• [REQUIREMENTS]
[1] In the film article, which classic poem supplies passages included in The Forgotten King?
[2] Reproduce the film article from "The Forgotten King (Georgian: დავიწყებული" up to and including "by Nikoloz Khomasuridze.".
— Start EXCERPT TO READ —
- Film poster
- Directed by: Nikoloz Khomasuridze
- Written by: Nikoloz Khomasuridze
- Produced by: Nikoloz Khomasuridze
- Starring: Misha Arobelidze, Kakha Abuashvili, Temo Barbaqadze, Elguja Burduli, Nugzar Chikovani, Givi Chuguashvili
- Cinematography: Jon Edwards
- Music by: Chabuka Amiranashvili
- Release date: 10 October 2013;
- Running time: 105 minutes
- Country: Georgia
- Language: Georgian
- Budget: €650,000

= The Forgotten King (film) =

The Forgotten King (Georgian: დავიწყებული მეფე) is a 2013 film set in Georgia in the early 12th century. The film broke the world record for being made in 105 minutes using continuous frame. It was directed by Nikoloz Khomasuridze.

==Plot and themes==
A Georgian couple travel through time; historical figures including Queen Tamar, Shota Rustaveli, Ilia Chavchavadze, Stalin, and Hitler appear as Khomasuridze connects issues in present-day Georgia to its past. The film includes passages from Rustaveli's classic poem "The Knight in the Tiger's Skin".
— End EXCERPT TO READ —
— Start DATA SECTION —
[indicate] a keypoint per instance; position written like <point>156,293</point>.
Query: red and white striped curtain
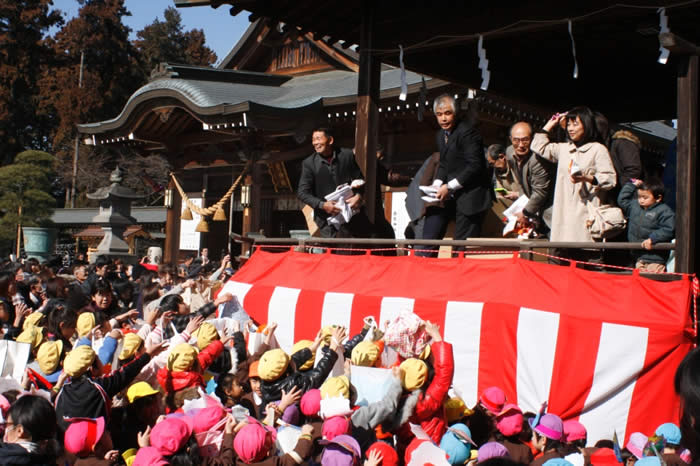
— End DATA SECTION —
• [SOLUTIONS BELOW]
[1] "The Knight in the Tiger's Skin" by Shota Rustaveli.

[2]
The Forgotten King (Georgian: დავიწყებული მეფე) is a 2013 film set in Georgia in the early 12th century. The film broke the world record for being made in 105 minutes using continuous frame. It was directed by Nikoloz Khomasuridze.